# Exercise aim:
Turn all of the material below into a JSON list of strings, one string per line, leaving out blank lines and the pictures.

Entries supplied start

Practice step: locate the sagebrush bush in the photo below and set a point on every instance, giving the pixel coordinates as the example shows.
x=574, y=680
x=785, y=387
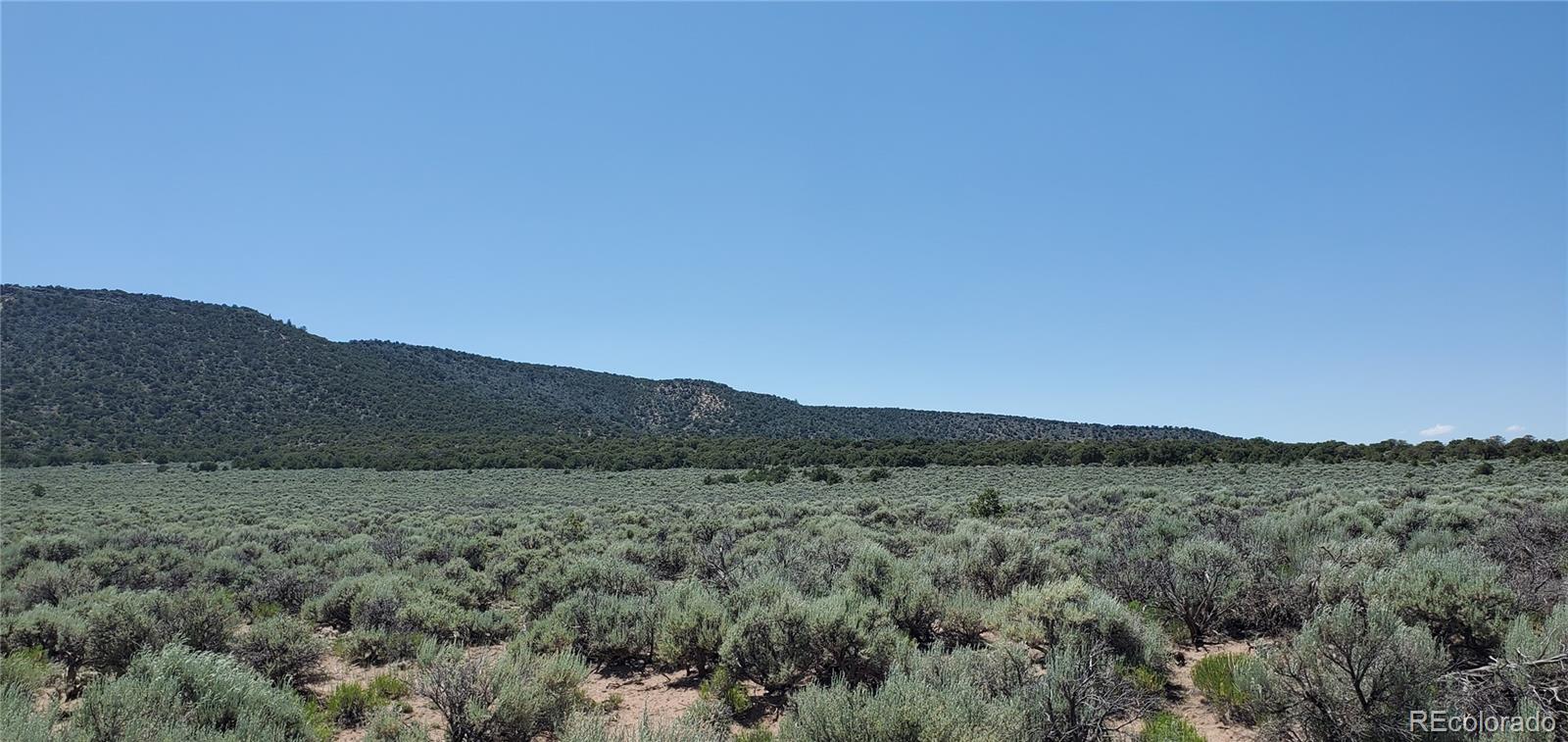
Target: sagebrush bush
x=185, y=694
x=721, y=687
x=1353, y=673
x=389, y=726
x=376, y=647
x=349, y=703
x=772, y=643
x=1047, y=616
x=284, y=650
x=1230, y=681
x=1460, y=596
x=23, y=720
x=517, y=695
x=690, y=629
x=25, y=670
x=1167, y=726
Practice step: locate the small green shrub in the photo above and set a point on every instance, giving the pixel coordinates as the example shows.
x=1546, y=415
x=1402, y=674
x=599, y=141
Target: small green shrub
x=772, y=643
x=349, y=703
x=284, y=650
x=690, y=626
x=376, y=647
x=1167, y=726
x=987, y=504
x=875, y=474
x=184, y=694
x=721, y=687
x=1227, y=679
x=25, y=670
x=388, y=726
x=388, y=686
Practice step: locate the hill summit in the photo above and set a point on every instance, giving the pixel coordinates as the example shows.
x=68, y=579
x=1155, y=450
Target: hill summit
x=118, y=372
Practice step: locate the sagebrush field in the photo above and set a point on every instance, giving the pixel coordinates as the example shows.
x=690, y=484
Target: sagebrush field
x=943, y=603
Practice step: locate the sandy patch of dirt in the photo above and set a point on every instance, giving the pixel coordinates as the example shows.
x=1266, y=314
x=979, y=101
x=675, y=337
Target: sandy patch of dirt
x=1196, y=710
x=659, y=697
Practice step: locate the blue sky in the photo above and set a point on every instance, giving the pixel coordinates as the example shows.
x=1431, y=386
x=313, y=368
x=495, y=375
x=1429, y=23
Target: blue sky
x=1298, y=222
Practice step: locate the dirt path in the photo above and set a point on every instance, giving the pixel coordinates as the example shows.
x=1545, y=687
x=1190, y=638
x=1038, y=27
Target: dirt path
x=1192, y=706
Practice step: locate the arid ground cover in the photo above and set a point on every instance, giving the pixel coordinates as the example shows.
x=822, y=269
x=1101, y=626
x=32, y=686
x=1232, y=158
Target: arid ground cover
x=1314, y=601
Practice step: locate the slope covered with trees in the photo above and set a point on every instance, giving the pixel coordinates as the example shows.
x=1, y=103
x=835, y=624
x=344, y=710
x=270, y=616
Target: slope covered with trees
x=93, y=373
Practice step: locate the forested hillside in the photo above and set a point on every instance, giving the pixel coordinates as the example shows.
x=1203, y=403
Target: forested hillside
x=101, y=373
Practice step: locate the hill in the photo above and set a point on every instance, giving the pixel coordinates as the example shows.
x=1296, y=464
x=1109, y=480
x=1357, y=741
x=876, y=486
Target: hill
x=104, y=371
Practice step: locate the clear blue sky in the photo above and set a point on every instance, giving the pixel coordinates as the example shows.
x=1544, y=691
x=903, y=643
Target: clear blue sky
x=1298, y=222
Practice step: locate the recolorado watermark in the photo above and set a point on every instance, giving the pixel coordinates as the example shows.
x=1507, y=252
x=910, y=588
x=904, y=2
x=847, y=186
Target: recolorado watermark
x=1457, y=720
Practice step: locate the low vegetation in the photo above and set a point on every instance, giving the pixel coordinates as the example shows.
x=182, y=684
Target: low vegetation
x=935, y=603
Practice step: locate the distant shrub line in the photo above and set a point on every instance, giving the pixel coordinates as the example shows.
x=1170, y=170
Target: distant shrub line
x=408, y=452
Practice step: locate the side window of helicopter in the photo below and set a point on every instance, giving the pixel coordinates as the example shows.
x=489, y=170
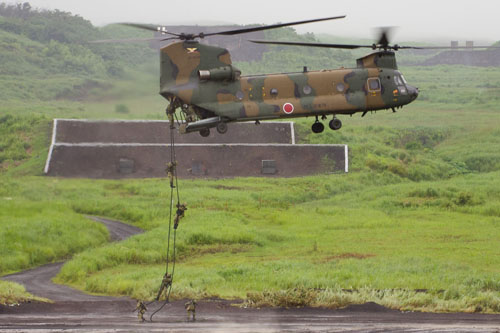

Entries supplied end

# Task answer:
[
  "Practice step: locate the sagebrush bush in the photo below and set a point on every instance, giving the pixel coordinates as the example shows.",
  "x=574, y=680",
  "x=785, y=387",
  "Target: sagebrush bush",
  "x=185, y=694",
  "x=721, y=687",
  "x=1353, y=673",
  "x=389, y=726",
  "x=376, y=647",
  "x=349, y=703",
  "x=772, y=643",
  "x=1047, y=616",
  "x=284, y=650",
  "x=1230, y=681",
  "x=1460, y=596",
  "x=23, y=720",
  "x=517, y=695",
  "x=690, y=629",
  "x=25, y=670",
  "x=1167, y=726",
  "Practice step: locate the small green shrub in the photo above and set a point on every instance, giving the pixel coordinates as the example shows.",
  "x=1546, y=415",
  "x=1402, y=674",
  "x=599, y=141",
  "Target: small green shrub",
  "x=772, y=643",
  "x=349, y=703",
  "x=284, y=650",
  "x=690, y=626",
  "x=376, y=647",
  "x=1167, y=726",
  "x=987, y=504",
  "x=875, y=474",
  "x=184, y=694",
  "x=721, y=687",
  "x=1227, y=679",
  "x=25, y=670",
  "x=388, y=726",
  "x=388, y=686",
  "Practice step: locate the hill summit in the photo above and set a point on every instance, giving the pixel coordinates as the example shows.",
  "x=68, y=579",
  "x=1155, y=450",
  "Target: hill summit",
  "x=118, y=372",
  "Practice step: locate the sagebrush field in the photo above and set a point on every instance, giving the pixel coordinates as the example shows.",
  "x=690, y=484",
  "Target: sagebrush field",
  "x=943, y=603",
  "Practice step: locate the sandy patch of dirt in the photo above and set a point on every instance, giving the pixel coordinates as the example shows.",
  "x=1266, y=314",
  "x=979, y=101",
  "x=675, y=337",
  "Target: sandy patch of dirt",
  "x=1196, y=710",
  "x=659, y=697",
  "Practice step: locate the blue sky in the photo above and set a point on every instance, giving the pixel coordinates as the example shows.",
  "x=1431, y=386",
  "x=313, y=368",
  "x=495, y=375",
  "x=1429, y=23",
  "Target: blue sky",
  "x=1298, y=222",
  "Practice step: locate the dirt path in the photo above and set a point on every instance, giving the pixel coordinates as the example shows.",
  "x=1545, y=687",
  "x=1190, y=638",
  "x=1038, y=27",
  "Target: dirt path",
  "x=1192, y=706",
  "Practice step: locate the arid ground cover in the photo above and set a point on every instance, giving the pixel coordinates as the example shows.",
  "x=822, y=269",
  "x=1101, y=626",
  "x=32, y=686",
  "x=1232, y=158",
  "Target: arid ground cover",
  "x=1314, y=601",
  "Practice step: locate the slope covered with trees in the photo above and set a point on every instance, giving the pixel coordinates as the example shows.",
  "x=1, y=103",
  "x=835, y=624",
  "x=344, y=710",
  "x=270, y=616",
  "Target: slope covered with trees",
  "x=93, y=373",
  "Practice step: locate the forested hillside in the photo above and set a point on every instance, giving the pixel coordinates as the example shows.",
  "x=1203, y=403",
  "Target: forested hillside",
  "x=101, y=373",
  "Practice step: locate the hill in the photo above and set a point on every instance, giving the pixel coordinates as the example shows.",
  "x=1296, y=464",
  "x=1109, y=480",
  "x=1357, y=741",
  "x=876, y=486",
  "Target: hill",
  "x=104, y=371",
  "Practice step: locate the clear blue sky in the photo above and set a point on every instance, giving the pixel coordinates as the example shows.",
  "x=1544, y=691",
  "x=903, y=643",
  "Target: clear blue sky",
  "x=1298, y=222",
  "Practice step: locate the recolorado watermark in the photo above and set a point on every instance, giving the pixel coordinates as the example shows.",
  "x=1507, y=252",
  "x=910, y=588",
  "x=904, y=2",
  "x=847, y=186",
  "Target: recolorado watermark",
  "x=1457, y=720",
  "Practice step: locate the low vegetation in the photo above and set a point on every instance, giving the pixel coordinates as the example shows.",
  "x=182, y=684",
  "Target: low vegetation",
  "x=935, y=603",
  "Practice step: locate the distant shrub line in the photo above and set a point on every instance, giving the pixel coordinates as the example shows.",
  "x=1170, y=170",
  "Target: distant shrub line",
  "x=408, y=452",
  "Practice step: locate the side window of helicopter in the photo below and set a point on every instance, giving the pixel coordinates as the example shows.",
  "x=489, y=170"
]